▶ **Stated problem**
Extract every one of the records below verbatim, reproducing each line in its original order.

Dataset records on object locations
******
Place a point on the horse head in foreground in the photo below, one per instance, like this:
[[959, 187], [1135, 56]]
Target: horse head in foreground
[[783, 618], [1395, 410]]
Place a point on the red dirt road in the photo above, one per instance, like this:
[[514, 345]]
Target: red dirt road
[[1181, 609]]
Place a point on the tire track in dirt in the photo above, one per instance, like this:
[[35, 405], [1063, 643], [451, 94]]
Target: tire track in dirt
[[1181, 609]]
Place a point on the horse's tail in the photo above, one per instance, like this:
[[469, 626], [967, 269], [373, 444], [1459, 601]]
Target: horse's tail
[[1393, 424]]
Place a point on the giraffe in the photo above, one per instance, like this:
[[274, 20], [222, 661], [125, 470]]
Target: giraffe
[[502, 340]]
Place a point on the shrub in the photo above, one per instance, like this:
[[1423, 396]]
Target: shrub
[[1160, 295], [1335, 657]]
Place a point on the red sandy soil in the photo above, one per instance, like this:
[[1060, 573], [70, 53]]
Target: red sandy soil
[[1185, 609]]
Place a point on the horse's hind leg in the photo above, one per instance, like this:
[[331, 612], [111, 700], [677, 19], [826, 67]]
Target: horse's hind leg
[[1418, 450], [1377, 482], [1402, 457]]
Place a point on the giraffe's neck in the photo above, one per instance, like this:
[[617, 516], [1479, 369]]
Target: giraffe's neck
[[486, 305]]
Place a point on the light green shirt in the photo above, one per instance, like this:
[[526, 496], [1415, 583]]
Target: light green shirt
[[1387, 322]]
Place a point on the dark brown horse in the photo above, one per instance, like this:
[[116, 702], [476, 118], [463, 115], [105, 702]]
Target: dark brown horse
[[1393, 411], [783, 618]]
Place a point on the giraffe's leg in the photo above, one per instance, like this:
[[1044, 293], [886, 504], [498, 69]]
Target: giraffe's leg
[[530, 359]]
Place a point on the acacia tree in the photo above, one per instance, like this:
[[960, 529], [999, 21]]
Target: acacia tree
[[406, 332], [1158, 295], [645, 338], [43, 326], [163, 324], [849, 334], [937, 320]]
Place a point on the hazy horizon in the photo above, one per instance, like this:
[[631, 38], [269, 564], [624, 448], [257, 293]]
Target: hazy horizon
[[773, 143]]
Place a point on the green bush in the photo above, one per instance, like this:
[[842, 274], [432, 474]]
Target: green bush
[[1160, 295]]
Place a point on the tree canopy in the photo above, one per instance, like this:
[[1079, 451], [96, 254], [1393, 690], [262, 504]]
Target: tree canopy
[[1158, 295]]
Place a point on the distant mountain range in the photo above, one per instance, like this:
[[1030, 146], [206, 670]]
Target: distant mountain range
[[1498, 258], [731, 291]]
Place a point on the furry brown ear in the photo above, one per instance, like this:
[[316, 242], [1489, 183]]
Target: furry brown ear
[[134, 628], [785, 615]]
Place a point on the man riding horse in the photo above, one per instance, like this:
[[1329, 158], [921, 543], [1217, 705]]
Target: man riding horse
******
▶ **Answer to the task**
Place a point on the horse head in foreground in the photo below, one per instance, like this:
[[959, 187], [1135, 56]]
Target: horse head in foreground
[[783, 618], [1395, 410]]
Place a point on the red dirt road in the photo above, one per instance, like this:
[[514, 345]]
Target: red dirt road
[[1181, 609]]
Place a point on the tire track in dirt in the photo above, one per instance, like this:
[[35, 405], [1063, 643], [451, 94]]
Target: tire track in dirt
[[1181, 609]]
Place a point on the horse's tail in the photo above, one per instance, like this:
[[469, 626], [967, 269], [373, 444], [1459, 601]]
Target: horse's tail
[[1393, 424]]
Place a point on the giraffe in the photo above, one per instance, like this:
[[274, 20], [222, 661], [125, 470]]
Target: giraffe
[[502, 340]]
Place a point on the shrub in the photo above, one per instance, like this:
[[1423, 396]]
Target: shrub
[[1160, 295], [1335, 657]]
Place a point on the red sandy soil in the photo above, one per instance, like this:
[[1060, 573], [70, 53]]
Target: red sandy soil
[[1185, 609]]
Place a point on the horse's hind leg in the photo above, one per instance, like this:
[[331, 612], [111, 700], [677, 19], [826, 67]]
Target: horse's hind leg
[[1418, 450], [1377, 482], [1402, 457]]
Place a point on the giraffe's neck in the photo above, one per instance, like this:
[[617, 516], [1479, 369]]
Target: giraffe's neck
[[486, 305]]
Place a point on the light green shirt in the photo above, one per instance, like this:
[[526, 496], [1415, 583]]
Target: light green shirt
[[1387, 322]]
Place a point on the dark brown horse in the photo above, one per instance, like this:
[[116, 702], [476, 118], [463, 115], [105, 702]]
Target: dark brown horse
[[1393, 411], [783, 618]]
Place a point on the giraffe's leg in the photo above, one per instance, like this:
[[1044, 293], [886, 504], [498, 69]]
Target: giraffe's leg
[[530, 359]]
Place a point on the acacia tree in the photo above, one per instance, like this:
[[960, 529], [999, 21]]
Target: acacia tree
[[406, 332], [1158, 295], [645, 338], [43, 326], [163, 324], [849, 334], [937, 320]]
Place a point on the hazy horizon in the photo above, one per instance, like this:
[[631, 38], [269, 564], [624, 448], [257, 293]]
Target: hazy horizon
[[773, 143]]
Place a point on the green bush in the photo above, one per instance, like this:
[[842, 274], [432, 474]]
Target: green bush
[[1160, 295]]
Place a point on the tree canopy in the photo above, one per instance, like this:
[[1079, 451], [96, 254], [1393, 690], [262, 504]]
Target: tree canopy
[[1158, 295]]
Place a point on the distant mountain range in the photo above, one per instance, like this:
[[1030, 146], [206, 670]]
Target: distant mountain range
[[1498, 258], [731, 291]]
Place a point on the furry brown ear in the photo above, one per instance, like this:
[[316, 242], [1489, 183]]
Target: furry brown ear
[[134, 628], [785, 615]]
Place a point on the man riding horse in the photo above, one per instance, like this:
[[1329, 158], [921, 543], [1217, 705]]
Target: man riding horse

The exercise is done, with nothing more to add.